Output the data that follows exactly, line for line.

= = =

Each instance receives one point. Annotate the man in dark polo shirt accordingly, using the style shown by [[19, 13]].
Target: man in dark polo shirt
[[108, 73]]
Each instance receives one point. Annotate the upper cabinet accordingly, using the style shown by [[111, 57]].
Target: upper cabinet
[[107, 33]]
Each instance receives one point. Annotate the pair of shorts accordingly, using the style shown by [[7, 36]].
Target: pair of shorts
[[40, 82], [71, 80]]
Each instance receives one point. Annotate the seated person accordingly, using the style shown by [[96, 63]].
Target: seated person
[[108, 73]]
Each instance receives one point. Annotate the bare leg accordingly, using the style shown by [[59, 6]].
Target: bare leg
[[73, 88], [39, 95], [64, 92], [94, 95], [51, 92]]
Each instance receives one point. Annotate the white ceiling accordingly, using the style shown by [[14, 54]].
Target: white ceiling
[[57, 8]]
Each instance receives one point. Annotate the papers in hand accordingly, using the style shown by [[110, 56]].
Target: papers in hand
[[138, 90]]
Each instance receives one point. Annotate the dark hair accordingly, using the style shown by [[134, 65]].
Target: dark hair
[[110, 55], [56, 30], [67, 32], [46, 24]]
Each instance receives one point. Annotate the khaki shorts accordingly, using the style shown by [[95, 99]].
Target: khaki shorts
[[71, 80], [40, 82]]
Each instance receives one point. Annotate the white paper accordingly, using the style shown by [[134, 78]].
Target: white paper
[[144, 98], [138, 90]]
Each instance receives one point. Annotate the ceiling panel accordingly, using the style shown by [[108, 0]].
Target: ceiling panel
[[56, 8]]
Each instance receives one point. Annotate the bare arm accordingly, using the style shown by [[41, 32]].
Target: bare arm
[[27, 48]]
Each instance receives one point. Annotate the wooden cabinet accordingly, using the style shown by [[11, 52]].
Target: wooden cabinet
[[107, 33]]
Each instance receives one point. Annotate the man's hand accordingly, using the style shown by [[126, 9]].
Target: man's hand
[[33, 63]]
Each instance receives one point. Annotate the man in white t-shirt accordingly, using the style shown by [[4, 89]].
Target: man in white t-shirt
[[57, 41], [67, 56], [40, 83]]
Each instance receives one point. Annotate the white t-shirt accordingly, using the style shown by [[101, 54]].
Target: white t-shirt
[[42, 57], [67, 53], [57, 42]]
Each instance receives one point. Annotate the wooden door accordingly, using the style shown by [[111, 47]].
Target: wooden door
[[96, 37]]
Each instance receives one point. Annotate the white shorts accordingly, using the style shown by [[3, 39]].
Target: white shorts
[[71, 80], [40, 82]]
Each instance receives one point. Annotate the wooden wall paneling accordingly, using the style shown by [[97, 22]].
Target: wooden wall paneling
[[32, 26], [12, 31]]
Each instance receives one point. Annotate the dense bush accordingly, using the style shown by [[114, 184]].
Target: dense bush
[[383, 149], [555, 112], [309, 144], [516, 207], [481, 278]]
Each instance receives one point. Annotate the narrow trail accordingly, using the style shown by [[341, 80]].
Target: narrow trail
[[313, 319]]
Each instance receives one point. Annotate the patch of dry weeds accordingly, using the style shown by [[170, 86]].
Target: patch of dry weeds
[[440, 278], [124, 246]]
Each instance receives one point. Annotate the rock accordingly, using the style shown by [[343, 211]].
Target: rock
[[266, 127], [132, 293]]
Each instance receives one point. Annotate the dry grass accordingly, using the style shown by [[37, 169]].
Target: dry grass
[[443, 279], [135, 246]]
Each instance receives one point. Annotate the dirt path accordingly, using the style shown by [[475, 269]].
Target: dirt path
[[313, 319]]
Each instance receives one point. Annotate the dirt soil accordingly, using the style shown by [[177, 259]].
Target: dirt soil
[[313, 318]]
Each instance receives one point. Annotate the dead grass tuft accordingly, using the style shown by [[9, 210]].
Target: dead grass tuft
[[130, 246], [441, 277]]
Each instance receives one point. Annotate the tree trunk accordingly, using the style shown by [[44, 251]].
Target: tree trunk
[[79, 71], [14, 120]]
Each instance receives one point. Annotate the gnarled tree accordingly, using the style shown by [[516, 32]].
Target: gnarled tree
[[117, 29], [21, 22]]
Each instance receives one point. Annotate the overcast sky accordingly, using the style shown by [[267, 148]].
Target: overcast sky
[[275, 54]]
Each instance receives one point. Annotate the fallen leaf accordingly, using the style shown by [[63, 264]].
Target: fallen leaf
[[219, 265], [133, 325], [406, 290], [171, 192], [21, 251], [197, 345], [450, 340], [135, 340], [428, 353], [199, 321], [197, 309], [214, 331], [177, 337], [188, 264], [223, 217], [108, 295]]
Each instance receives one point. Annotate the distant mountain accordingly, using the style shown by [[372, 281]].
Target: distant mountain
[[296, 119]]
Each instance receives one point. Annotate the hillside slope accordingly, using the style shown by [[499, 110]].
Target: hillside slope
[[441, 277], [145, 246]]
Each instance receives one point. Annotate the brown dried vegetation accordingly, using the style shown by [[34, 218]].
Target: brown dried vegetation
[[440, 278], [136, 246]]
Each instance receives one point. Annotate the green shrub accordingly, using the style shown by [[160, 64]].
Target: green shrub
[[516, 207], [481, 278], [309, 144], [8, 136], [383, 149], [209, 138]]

= = =

**Expected answer**
Each instance receives one point. Annotate the man in dark polo shirt accordingly, using the style shown by [[19, 13]].
Target: man in dark polo shirt
[[108, 73]]
Each instance receives one point. Annotate the upper cabinet accordingly, using the style shown by [[111, 57]].
Target: upper cabinet
[[107, 33]]
Each instance receives one point. Annotate the pair of shorts accordingly, using the style shown by [[7, 36]].
Target: pair of shorts
[[40, 82], [71, 80]]
Each instance receives one point. Annotate the seated person accordingly, using the style shown by [[96, 63]].
Target: seated person
[[108, 73]]
Each instance receives one point. Annotate the bare leg accordingly, using the style shown by [[59, 6]].
Target: bare leg
[[73, 88], [39, 95], [64, 92], [94, 95], [51, 92]]
Each instance receives one point. Annotate the white ceiling accordingly, using the style shown by [[14, 54]].
Target: white ceiling
[[57, 8]]
Each instance receives one point. Annotate the papers in hand accordingly, using the style shown by [[110, 56]].
Target: papers in hand
[[138, 90]]
Each instance receives one point. Annotate the dark hair accordingly, using the style shown by [[134, 65]].
Target: dark hair
[[110, 55], [56, 30], [67, 32], [46, 24]]
Each instance receives one point. Annotate the khaki shorts accordingly, using the style shown by [[95, 99]].
Target: khaki shorts
[[71, 80], [40, 82]]
Each instance receives one point. Annotate the white paper accordingly, using the style shown by [[134, 78]].
Target: white paper
[[144, 98], [138, 90]]
Each instance receives one point. Annotate the ceiling panel accordingly, using the style shown by [[108, 0]].
Target: ceiling panel
[[56, 8]]
Each instance receives one point. Annotate the bare arm accordingly, using the style shown by [[41, 32]].
Target: bare arm
[[27, 48]]
Each instance receives one point. Annotate the wooden cabinet accordingly, using the style shown by [[11, 52]].
Target: wooden cabinet
[[107, 33]]
Each instance receives one point. Annotate the man's hand accordingly, using the style shown by [[126, 9]].
Target: man's hand
[[33, 63]]
Each instance receives one point. Annotate the man in white t-shirt accordingly, using the style shown by [[4, 89]].
Target: man in white t-shirt
[[57, 41], [67, 56], [40, 83]]
Each instance receives one point. Annotate the white t-shirt accordingly, using the style shown by [[101, 54]].
Target: white t-shirt
[[42, 57], [67, 53], [57, 42]]
Each instance receives one point. Annotate the wooden door accordingly, using the style shown by [[111, 47]].
Target: wooden door
[[96, 37]]
Each instance receives one point. Annotate the white shorts accordingly, using the style shown by [[3, 39]].
Target: white shorts
[[71, 80], [40, 82]]
Each instance receives one point. Annotate the wooden wall paneling accordingly, using the style shown by [[97, 22]].
Target: wooden wall paneling
[[32, 26], [12, 31]]
Each instance receives one point. Annotate the dense bush accordingly, using the style shown by [[114, 184]].
Target: dense bush
[[383, 149], [555, 112], [309, 144], [516, 207], [481, 278]]
Each instance receives one point. Annotate the narrow trail accordingly, using the style shown by [[341, 80]].
Target: narrow trail
[[313, 319]]
Each instance receives one point. Annotate the patch of dry weeds accordingly, using the style shown by [[170, 86]].
Target: patch of dry weeds
[[440, 278], [124, 246]]
Each instance receives one point. Annotate the rock accordingly, using the style shown by [[343, 211]].
Target: rock
[[266, 127], [132, 293]]
Each instance receives one point. Annotate the dry grass accordingly, using the style shown by [[37, 169]].
Target: dry grass
[[443, 279], [135, 246]]
Each instance receives one point. Annotate the dirt path accordingly, using the style shown by [[475, 269]].
Target: dirt path
[[313, 319]]
Each instance receives one point. Annotate the dirt soil accordingly, using the style shown by [[177, 259]].
Target: dirt soil
[[313, 318]]
Each instance receives one point. Annotate the dead grass tuft accordingly, using the style shown by [[9, 210]].
Target: dead grass tuft
[[130, 246], [441, 277]]
Each instance receives one point. Annotate the tree trunk accordingly, using the style shown by [[44, 251]].
Target: tree trunk
[[79, 71], [14, 120]]
Each instance receives one point. Annotate the gnarled tree accordingly, using the style shown by [[516, 32]].
Target: gnarled tree
[[117, 29], [21, 22]]
Each instance receives one point. Annotate the overcast sky accordingly, using the style shown by [[267, 148]].
Target: overcast sky
[[275, 54]]
Each instance receives one point. Annotate the fallen leaf accordingly, using the style shown by [[63, 264]].
Target: fallen leaf
[[219, 265], [133, 325], [406, 290], [171, 192], [21, 251], [197, 345], [450, 340], [135, 340], [428, 353], [199, 321], [197, 309], [214, 331], [177, 337], [188, 264], [223, 217], [108, 295]]
Each instance receives one point. Annotate the distant mountain accordingly, using the style shown by [[372, 281]].
Target: distant mountain
[[296, 119]]
Each instance receives one point. Annotate the hillside slope accordingly, using the style shown by [[499, 110]].
Target: hillside slope
[[441, 277], [145, 246]]
Each instance receives one point. Annotate the brown dried vegetation accordingly, using the style shown by [[34, 218]].
Target: brown dried vegetation
[[440, 278], [136, 246]]
Each instance receives one point. Annotate the green shrub accordingly, using the style shown by [[160, 64]].
Target: green shrub
[[516, 207], [481, 278], [309, 144], [8, 136], [383, 149], [209, 138]]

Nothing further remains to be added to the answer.